> [DOCUMENT PASSAGE]
--
Therefore, I propose that during the coming weeks of social distancing, as we exercise care over the transmission of the germs for which we are vehicles, we likewise consider the effects of the ideas we are spreading electronically. Here are a few categories and accompanying principles that I am going to try to observe in my capacity as a carrier.
Coronavirus information and advice
As I encounter information about Covid-19, I plan to pass on those bits that give people things they can do to help others or to help themselves. I will try not to serve as a vehicle for ideas that encourage people to feel either helpless terror about the state of the world or self-righteous anger at what should be or should have been done by others to make the state of the world better. Plenty is in my power; I’m not going to worry about the stuff that isn’t (14).
I also hope to avoid transmitting preachy sentiments (15). I’m noticing an online trend of scolding folks who haven’t been following the proper social-distancing protocols. Those scolders are almost certainly in the right, but to be right is not necessarily to be effective. Tough love has its place, but it only seems to work when it’s got some muscle behind it. A father can take his daughter’s phone or she can hide her dad’s cigarettes in order to coerce the other into better behavior but how often has someone been successful at tough-loving you into changing behavior merely by scolding? By no means does calm, rational argument always work either, but at least it treats the other as an equal. Shaming closes ears: respectful engagement may open them. I, myself, am inclined to think that the person who has sense enough to hold me in high esteem might very well have other opinions worth hearing, and in that I suspect I’m not alone. When I have it to share, I’ll pass on firm, heart-felt advice (16), respecting that the other person is autonomous and very well might ignore it.
Warm fuzzies
I’m not sure whether this term is familiar to people your age, but I’ve known it since my third-grade teacher Mrs. Hansen introduced it to us as a kind thing to say to others, preferable to the alternative “cold pricklies.” Even as young as eight, we knew to roll our eyes at such sentimental corniness. To value the warm fuzzy was to admit one’s vulnerability (17). At fifty-one, I’m finally getting around to admitting how much warm fuzzies mean to me: both the ones where people say kind things to me and those that just show me cute, happy stuff that makes me tear up a little, like videos of cats getting surprised, or of pit bulls finding their “forever homes,” or of interspecies friendships (18). For the time being, I’m going to think twice about ideacoughing things that might challenge or upset people, but I’m going to send the sweet, even corny, stuff out with reckless abandon.
Music
Now, of course this wouldn’t be a Post-authored piece without me slipping in some stuff about what everyone in the world should be listening to. When it comes to spreading germs, I cough music suggestions like a toddler with a cold: everybody’s getting sprayed. For the next few weeks, though, I’m going to heed Plato’s admonition that certain types of music can feed certain emotions so we should take care to listen to the music that will make us feel what we need to feel in order to do what we need to do (19). Because there’s enough fear and anger out there, I’m going easy on the testosterone-fueled hard rock or challenging, avant-garde jazz for a bit. I’m going to spend time with music that makes me dance and with music that makes me sad. And since I’m of the opinion that our tastes in dance music vary wildly but that a sad song is sad for everybody, I’m only passing on music that I find deliciously sad.
--
> [TASK INSTRUCTIONS]
(a) Copy the essay on social distancing word for word, from "Therefore, I propose" up to and including "as a carrier.".
(b) Write the next part of the essay about which ideas to pass along during social distancing, picking up after its final sentence.
--
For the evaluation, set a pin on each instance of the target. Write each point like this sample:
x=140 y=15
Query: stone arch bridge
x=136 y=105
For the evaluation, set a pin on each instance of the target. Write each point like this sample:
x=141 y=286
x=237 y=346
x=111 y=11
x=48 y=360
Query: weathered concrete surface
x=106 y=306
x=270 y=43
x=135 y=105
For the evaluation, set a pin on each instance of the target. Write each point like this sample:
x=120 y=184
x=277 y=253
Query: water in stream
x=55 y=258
--
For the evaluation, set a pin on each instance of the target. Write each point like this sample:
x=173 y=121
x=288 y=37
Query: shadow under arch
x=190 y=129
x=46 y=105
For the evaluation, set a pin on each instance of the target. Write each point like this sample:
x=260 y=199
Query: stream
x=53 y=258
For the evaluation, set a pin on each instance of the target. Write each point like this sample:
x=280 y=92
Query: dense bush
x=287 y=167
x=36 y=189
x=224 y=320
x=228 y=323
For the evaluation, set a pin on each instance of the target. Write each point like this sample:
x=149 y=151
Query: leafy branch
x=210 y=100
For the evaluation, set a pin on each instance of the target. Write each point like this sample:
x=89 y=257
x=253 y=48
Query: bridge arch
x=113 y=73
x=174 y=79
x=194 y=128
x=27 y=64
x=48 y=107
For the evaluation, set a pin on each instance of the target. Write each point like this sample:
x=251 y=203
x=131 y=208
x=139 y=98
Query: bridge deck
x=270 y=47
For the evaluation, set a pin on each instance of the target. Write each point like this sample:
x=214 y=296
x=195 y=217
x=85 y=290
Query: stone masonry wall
--
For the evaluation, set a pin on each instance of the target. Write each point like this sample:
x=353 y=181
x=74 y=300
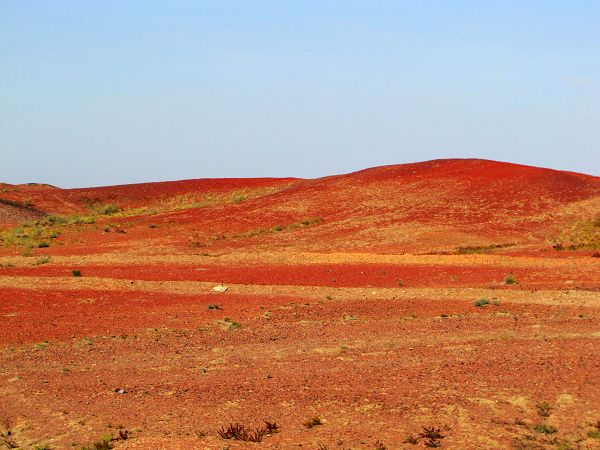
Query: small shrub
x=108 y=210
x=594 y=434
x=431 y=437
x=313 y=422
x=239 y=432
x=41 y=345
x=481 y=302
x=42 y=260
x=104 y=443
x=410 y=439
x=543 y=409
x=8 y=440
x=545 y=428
--
> [EXERCISE RESULTS]
(a)
Therefore, I propose that during the coming weeks of social distancing, as we exercise care over the transmission of the germs for which we are vehicles, we likewise consider the effects of the ideas we are spreading electronically. Here are a few categories and accompanying principles that I am going to try to observe in my capacity as a carrier.

(b)
I suspect that many of you just stopped reading this essay because I’ve learned your generation has an inscrutable aversion to the word delicious in either its literal or synesthetic usage (20), but I’m forging ahead. This is a very sad time for all of us. People are sick, frightened, hungry, lonely. We can run away from the sadness this condition engenders and most of us find ways to do so: we laugh it away or transform it into the less passive--but more destructive—anger. I propose we hang out with that sadness a little. Indulge it and see whether it does something good for us. At the very least, it will connect us to reality since the state of the world is pretty sad right now. On the other hand, it might do more than that: The Buddha tells us that all beings suffer, and, in that suffering, we are all connected and through that suffering we can be better to each other (21). Some sad songs just make me morose (22), but some touch a part of me that helps me feel more connected to the pain of others, that even may make me love others a bit more. I think that’s a feeling worth sharing.
Now, of course, if I choose to share a song that makes me cry, I have to recognize that other folks might not be in the right place to hear it. I see little danger in surprising someone with a video of a cat doing something cute (23), but an achingly-beautiful, minor-key melody should probably come with a trigger warning like, “Hey! If you’re feeling sad and want to connect with art that comes from that sad place and maybe feel a little less alone in your sadness, check this out.”
Telling people what they mean to me
This may just be a subcategory of warm fuzzy, but it doesn’t operate quite like forwarding a cute animal video. In the months ahead, I plan to take time to tell folks that they matter to me. Nobody wants to go to a funeral, but I would love to go to just one where I could sit in the pew and know that the person I’m mourning had heard every nice thing I ever thought about him or her or them. Times like these remind us of our mortality and I know that, at your age, that’s something most of you would rather not think about. Death happens though, Covid-19 or not, so there’s an expiration date on everything we’ve been meaning to say to one another.
Consider using the electronic means at your disposal to touch base with a few people with whom you’ve lost contact or with whom you tend to skate across the surface of emotional honesty and let them know that you think about them and that you’re better for having known them. That class of idea-cough might not spread like a sweet video or a touching piece of music might, but I have to believe that there’s potential for something good in it, perhaps something life-changing for you and for the person your words touch.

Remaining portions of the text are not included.